Records for the task ->
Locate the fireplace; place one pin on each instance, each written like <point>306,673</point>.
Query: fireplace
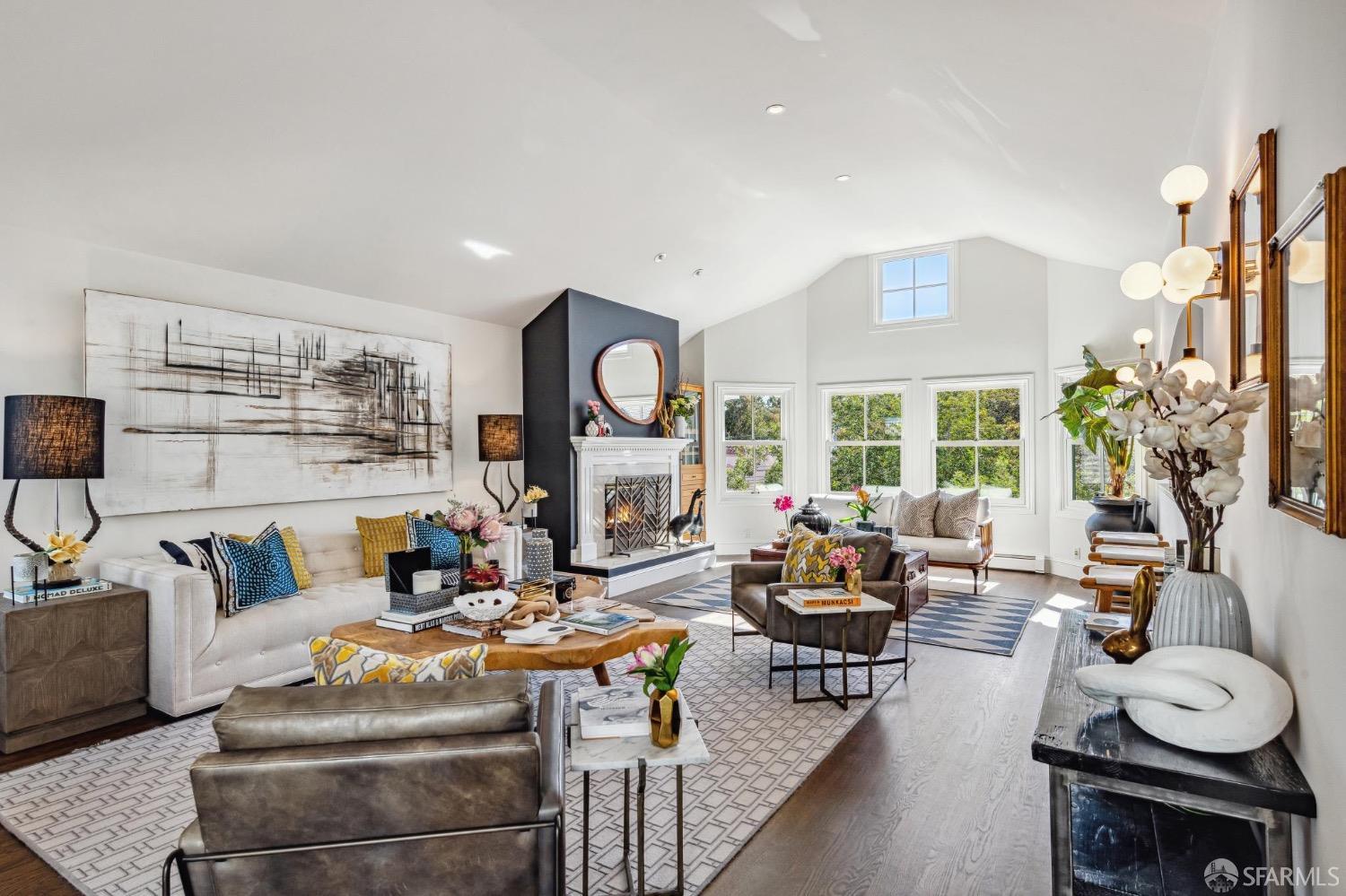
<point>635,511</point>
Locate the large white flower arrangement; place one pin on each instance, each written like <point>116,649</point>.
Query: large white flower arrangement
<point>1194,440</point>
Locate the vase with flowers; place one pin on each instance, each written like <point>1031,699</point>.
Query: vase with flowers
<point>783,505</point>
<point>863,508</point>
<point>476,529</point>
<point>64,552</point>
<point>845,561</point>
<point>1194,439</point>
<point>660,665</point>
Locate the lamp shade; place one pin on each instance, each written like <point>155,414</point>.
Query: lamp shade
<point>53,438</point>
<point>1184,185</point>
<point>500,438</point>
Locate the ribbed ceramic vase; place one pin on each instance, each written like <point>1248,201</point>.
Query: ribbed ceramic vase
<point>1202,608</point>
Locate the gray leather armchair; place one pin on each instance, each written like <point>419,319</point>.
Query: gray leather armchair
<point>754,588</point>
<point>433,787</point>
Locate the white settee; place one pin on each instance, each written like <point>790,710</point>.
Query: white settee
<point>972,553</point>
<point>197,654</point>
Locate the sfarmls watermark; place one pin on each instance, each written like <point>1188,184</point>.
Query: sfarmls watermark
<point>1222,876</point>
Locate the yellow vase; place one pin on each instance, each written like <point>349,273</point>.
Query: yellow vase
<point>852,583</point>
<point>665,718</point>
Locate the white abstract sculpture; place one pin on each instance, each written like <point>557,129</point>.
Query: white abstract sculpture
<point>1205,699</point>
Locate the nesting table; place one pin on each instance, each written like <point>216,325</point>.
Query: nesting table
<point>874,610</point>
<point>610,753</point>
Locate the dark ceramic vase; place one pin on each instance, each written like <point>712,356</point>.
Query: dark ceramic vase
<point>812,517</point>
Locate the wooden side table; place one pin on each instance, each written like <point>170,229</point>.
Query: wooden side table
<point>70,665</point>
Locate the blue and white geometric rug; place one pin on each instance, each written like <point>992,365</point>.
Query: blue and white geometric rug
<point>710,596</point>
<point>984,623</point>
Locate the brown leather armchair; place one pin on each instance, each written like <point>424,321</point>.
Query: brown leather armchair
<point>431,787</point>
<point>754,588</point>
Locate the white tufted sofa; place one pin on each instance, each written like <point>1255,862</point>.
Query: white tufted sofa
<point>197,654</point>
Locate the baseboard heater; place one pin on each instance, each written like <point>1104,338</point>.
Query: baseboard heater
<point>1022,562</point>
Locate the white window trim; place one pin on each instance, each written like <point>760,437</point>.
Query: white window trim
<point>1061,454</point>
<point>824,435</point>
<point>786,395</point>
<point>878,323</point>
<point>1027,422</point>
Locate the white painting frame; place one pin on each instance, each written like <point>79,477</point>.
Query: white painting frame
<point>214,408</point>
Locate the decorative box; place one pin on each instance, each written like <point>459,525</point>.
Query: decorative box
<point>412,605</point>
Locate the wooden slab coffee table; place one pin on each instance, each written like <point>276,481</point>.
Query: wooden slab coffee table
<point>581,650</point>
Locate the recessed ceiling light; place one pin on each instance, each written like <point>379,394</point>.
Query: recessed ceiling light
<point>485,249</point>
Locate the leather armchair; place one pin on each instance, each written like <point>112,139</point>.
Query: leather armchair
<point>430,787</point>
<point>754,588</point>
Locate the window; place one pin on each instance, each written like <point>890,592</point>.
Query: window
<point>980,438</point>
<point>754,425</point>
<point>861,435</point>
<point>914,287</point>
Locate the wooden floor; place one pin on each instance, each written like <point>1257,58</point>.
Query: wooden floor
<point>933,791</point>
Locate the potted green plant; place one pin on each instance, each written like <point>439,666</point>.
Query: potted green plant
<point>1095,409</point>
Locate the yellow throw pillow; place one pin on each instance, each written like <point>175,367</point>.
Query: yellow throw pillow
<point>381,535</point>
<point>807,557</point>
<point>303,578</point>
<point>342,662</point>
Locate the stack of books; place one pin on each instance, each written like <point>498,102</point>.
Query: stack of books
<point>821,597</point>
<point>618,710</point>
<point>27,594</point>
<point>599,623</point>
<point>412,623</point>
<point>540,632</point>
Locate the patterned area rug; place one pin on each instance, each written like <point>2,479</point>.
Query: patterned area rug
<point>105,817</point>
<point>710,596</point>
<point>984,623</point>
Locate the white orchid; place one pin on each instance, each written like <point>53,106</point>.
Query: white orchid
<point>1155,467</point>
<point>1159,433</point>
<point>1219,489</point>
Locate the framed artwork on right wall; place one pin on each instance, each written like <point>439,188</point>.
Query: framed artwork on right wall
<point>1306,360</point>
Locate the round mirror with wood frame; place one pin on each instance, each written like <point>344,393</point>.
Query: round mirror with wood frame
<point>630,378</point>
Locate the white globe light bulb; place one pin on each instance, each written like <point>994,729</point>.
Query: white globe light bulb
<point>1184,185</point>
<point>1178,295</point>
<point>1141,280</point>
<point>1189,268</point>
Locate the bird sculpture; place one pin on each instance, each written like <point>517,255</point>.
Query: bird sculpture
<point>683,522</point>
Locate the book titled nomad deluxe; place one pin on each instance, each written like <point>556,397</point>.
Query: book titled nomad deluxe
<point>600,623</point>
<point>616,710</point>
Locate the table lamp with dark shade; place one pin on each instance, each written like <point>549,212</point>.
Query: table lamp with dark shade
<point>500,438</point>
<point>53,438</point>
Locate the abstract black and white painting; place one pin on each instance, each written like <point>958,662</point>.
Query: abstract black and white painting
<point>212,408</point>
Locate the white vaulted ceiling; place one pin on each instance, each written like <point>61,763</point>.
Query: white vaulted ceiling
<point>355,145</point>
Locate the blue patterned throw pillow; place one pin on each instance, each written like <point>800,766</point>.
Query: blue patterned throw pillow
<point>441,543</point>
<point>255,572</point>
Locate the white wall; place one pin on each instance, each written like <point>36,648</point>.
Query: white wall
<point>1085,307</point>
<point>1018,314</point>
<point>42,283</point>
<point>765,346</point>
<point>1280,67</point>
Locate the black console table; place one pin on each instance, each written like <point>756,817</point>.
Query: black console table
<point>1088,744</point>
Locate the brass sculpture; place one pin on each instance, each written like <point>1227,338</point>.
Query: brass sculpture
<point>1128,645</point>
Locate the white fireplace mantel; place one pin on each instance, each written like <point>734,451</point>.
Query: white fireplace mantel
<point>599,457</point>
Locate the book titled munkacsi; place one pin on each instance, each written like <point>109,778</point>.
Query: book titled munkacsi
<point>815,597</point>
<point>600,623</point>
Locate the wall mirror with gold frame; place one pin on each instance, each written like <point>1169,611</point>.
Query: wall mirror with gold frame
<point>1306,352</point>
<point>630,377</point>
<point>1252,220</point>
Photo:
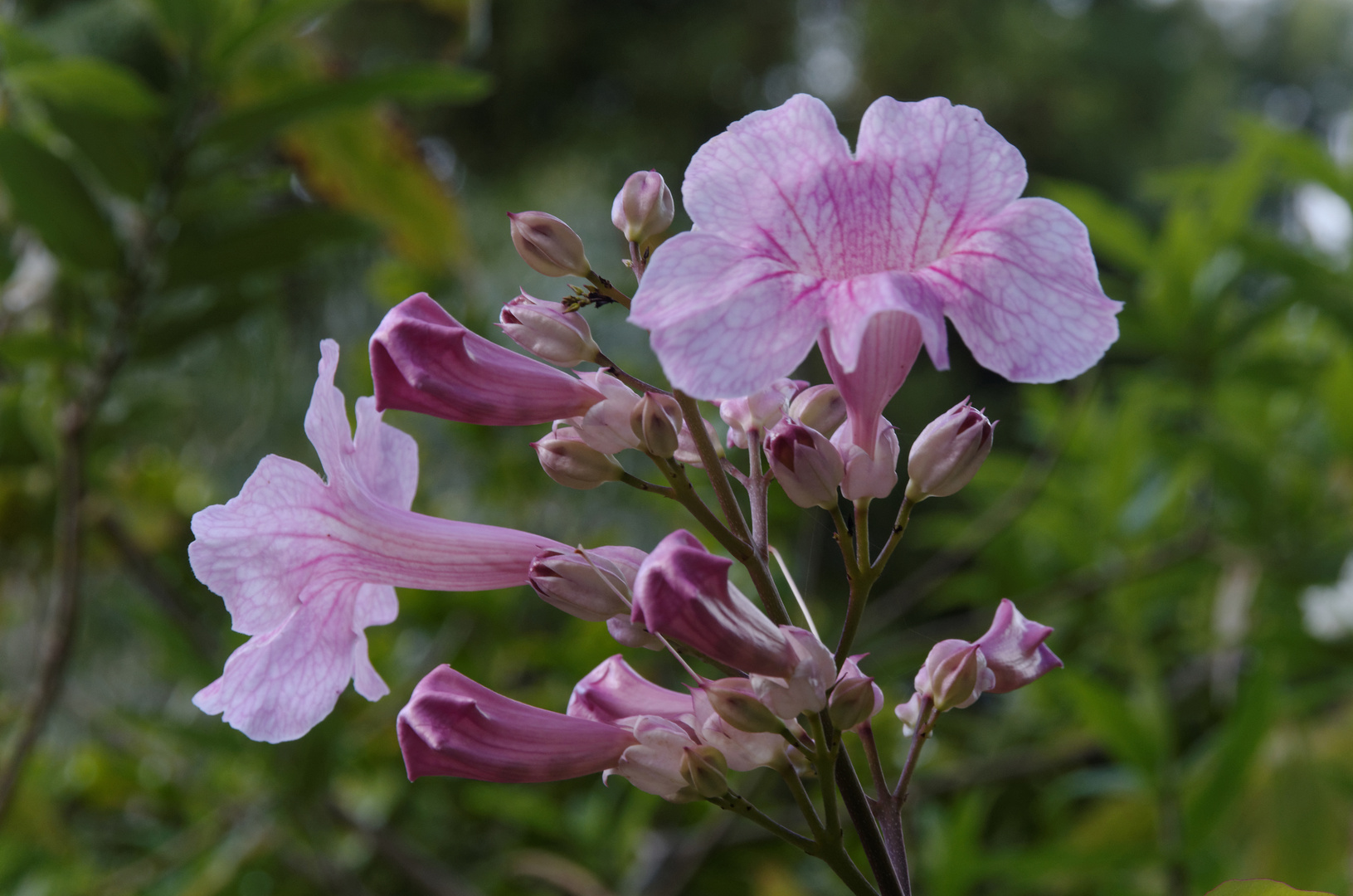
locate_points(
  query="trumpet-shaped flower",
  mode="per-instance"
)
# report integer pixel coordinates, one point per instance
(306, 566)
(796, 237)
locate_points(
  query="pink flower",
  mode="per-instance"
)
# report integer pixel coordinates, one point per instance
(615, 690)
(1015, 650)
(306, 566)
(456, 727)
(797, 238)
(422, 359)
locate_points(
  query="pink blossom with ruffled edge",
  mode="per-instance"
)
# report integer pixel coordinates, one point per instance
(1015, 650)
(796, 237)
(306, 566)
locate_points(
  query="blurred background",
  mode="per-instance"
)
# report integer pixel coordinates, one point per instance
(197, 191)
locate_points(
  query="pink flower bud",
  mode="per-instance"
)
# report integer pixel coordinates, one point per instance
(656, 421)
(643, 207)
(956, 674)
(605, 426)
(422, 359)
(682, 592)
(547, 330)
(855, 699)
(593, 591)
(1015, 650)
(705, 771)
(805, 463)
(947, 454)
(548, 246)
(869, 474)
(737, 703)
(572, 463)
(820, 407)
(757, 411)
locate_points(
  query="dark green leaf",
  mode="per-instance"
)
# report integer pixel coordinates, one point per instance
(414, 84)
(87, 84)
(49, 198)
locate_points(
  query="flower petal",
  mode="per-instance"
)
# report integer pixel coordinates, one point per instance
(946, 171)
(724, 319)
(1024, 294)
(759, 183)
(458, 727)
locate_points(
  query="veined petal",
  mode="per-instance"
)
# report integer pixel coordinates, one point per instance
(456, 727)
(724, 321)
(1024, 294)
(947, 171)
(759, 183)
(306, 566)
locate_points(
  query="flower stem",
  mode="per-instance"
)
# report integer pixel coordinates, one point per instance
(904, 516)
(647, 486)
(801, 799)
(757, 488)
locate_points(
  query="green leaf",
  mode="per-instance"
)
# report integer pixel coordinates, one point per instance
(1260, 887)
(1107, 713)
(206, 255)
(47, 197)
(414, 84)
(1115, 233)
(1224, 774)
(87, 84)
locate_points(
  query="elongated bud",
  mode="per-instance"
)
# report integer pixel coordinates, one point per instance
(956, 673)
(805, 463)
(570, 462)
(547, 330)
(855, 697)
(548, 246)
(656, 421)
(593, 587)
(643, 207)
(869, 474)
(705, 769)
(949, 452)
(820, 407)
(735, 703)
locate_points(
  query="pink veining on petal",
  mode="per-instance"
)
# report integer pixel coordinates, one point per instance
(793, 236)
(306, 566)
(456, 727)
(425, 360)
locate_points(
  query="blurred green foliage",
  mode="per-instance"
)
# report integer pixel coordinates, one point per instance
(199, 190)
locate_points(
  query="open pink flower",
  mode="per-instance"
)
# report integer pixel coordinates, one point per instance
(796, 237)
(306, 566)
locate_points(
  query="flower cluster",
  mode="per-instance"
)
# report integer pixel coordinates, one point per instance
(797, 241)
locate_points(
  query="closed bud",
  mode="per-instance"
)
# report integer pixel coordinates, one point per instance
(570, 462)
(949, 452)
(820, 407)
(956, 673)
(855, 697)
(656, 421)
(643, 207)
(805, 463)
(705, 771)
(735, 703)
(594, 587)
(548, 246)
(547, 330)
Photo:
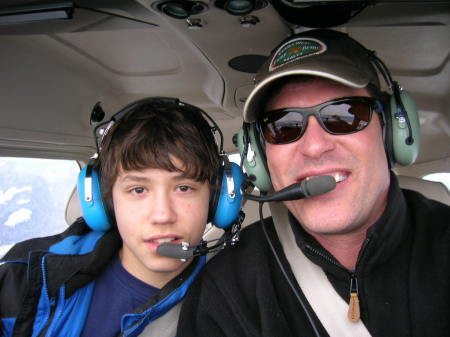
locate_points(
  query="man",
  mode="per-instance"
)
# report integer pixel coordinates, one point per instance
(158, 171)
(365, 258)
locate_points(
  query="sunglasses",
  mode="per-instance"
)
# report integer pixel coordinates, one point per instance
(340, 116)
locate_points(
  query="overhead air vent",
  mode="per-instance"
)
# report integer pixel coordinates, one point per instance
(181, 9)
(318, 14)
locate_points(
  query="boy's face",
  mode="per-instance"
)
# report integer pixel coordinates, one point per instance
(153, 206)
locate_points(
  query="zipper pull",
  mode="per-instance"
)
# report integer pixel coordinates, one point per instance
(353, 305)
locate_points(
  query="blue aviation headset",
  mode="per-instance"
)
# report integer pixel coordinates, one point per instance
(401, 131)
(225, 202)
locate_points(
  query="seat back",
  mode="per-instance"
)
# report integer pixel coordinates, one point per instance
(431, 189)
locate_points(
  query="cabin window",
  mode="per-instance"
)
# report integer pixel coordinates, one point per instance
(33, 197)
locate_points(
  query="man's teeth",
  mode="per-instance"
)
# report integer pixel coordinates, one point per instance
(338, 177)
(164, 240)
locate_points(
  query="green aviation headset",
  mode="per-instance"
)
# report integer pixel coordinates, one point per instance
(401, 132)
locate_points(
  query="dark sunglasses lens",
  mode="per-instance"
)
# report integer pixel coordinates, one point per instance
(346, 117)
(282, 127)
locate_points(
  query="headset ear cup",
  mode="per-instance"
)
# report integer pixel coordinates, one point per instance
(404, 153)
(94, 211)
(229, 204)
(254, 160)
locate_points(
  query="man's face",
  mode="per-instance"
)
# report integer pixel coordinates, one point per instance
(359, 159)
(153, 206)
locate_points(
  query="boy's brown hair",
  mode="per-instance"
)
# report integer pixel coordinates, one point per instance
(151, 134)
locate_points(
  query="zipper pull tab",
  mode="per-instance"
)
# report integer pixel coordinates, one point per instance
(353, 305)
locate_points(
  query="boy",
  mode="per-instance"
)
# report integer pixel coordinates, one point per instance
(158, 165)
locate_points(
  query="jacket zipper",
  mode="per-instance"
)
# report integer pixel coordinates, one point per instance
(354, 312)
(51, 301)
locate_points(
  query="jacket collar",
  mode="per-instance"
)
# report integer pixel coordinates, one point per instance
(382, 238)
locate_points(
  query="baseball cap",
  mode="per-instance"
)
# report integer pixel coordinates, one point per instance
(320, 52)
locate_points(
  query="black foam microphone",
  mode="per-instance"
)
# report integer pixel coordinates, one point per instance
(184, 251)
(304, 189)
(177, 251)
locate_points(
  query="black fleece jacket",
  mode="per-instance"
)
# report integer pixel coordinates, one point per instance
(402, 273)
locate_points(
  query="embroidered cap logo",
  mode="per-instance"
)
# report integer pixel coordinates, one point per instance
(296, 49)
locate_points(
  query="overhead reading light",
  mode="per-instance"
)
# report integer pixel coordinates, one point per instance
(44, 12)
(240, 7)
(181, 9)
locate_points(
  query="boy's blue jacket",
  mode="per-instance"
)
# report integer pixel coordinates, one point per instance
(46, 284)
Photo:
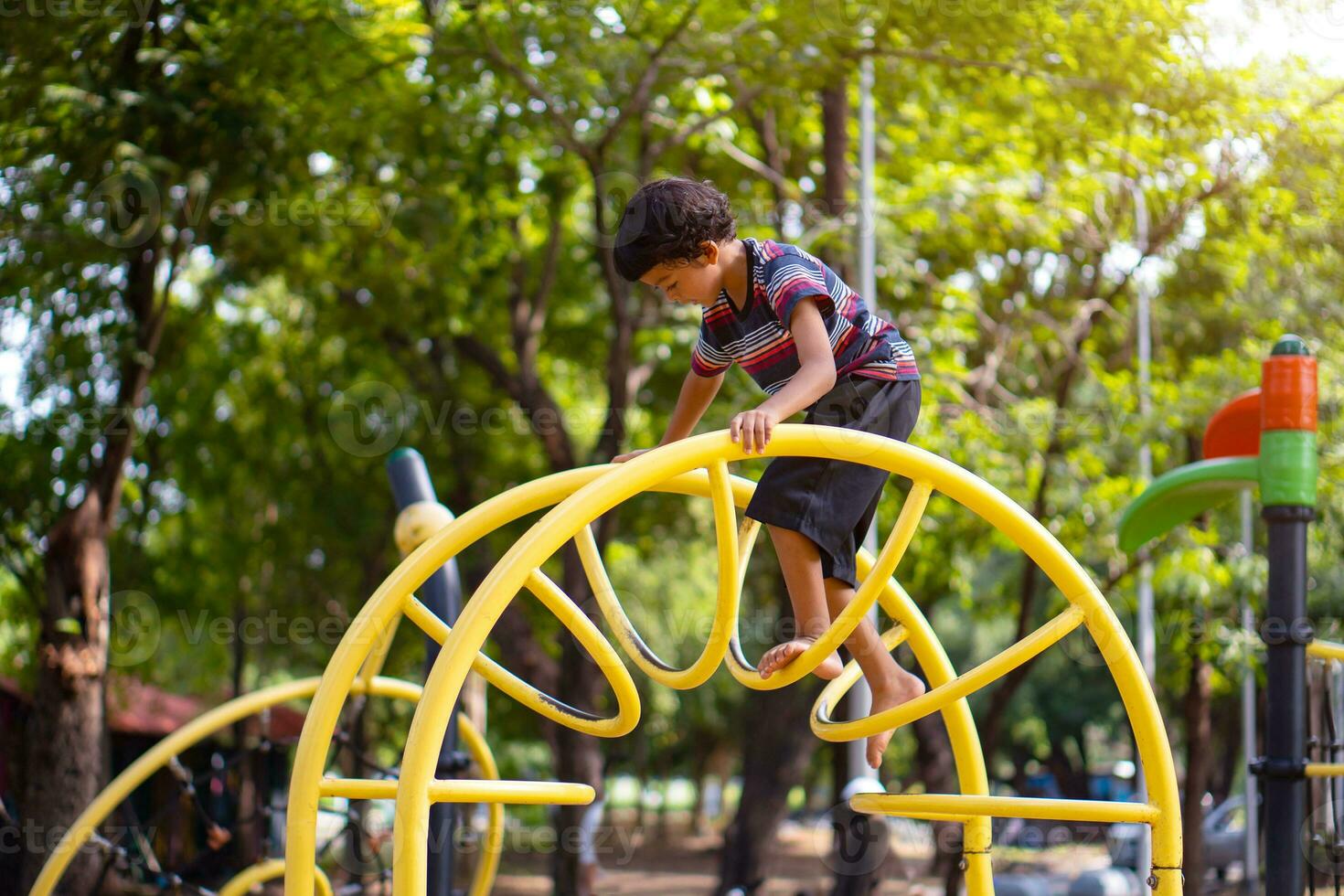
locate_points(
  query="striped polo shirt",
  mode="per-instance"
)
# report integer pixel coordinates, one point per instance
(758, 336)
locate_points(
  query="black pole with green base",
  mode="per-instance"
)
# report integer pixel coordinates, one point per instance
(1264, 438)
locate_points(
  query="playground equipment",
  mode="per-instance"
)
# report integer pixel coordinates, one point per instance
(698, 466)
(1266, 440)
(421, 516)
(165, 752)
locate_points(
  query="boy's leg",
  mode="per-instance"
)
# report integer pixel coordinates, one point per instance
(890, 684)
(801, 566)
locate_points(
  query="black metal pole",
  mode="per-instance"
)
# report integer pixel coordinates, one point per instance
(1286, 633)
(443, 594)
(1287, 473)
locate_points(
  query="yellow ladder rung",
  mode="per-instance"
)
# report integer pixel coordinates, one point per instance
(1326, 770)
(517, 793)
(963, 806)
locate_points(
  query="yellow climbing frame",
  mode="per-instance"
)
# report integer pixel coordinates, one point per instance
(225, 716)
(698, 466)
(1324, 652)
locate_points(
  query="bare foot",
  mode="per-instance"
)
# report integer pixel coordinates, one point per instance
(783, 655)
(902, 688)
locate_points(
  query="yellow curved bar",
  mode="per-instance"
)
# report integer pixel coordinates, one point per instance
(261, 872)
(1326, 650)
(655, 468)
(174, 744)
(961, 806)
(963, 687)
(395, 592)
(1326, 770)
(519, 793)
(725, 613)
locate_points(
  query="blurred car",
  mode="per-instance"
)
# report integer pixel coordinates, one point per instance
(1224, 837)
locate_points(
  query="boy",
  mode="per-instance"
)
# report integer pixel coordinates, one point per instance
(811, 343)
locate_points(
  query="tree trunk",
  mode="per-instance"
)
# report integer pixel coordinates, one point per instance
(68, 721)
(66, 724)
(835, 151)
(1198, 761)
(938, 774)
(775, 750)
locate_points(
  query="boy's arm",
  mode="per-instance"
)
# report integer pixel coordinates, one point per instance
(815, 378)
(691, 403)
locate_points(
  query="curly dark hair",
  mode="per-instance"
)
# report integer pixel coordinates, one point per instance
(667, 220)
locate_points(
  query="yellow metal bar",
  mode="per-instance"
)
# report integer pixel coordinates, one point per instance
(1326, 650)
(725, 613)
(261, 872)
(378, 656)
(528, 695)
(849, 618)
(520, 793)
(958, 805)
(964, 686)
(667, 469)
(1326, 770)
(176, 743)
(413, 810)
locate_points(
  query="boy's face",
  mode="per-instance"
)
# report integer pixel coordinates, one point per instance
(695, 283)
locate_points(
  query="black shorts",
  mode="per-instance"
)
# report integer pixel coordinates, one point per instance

What to do ->
Rewrite everything from the start of the entries down to the line containing "<point>660,665</point>", both ends included and requests kept, with each point coordinate in the answers multiplied by 0.6 and rounded to a whole number, halves up. Leave the requests and their sample coordinates unchanged, and omit the pictures.

Reply to the exercise ->
Locate the fireplace; place one pin on each instance, each written like <point>306,673</point>.
Query: fireplace
<point>381,307</point>
Locate the large white flower arrangement; place one pin on each instance, each written like <point>116,649</point>.
Query: large white flower arrangement
<point>716,264</point>
Locate the vase with flowers; place one pin on each instance, each written like <point>1031,699</point>.
Query: vase with flowers
<point>470,303</point>
<point>518,305</point>
<point>286,317</point>
<point>38,331</point>
<point>507,337</point>
<point>716,263</point>
<point>396,399</point>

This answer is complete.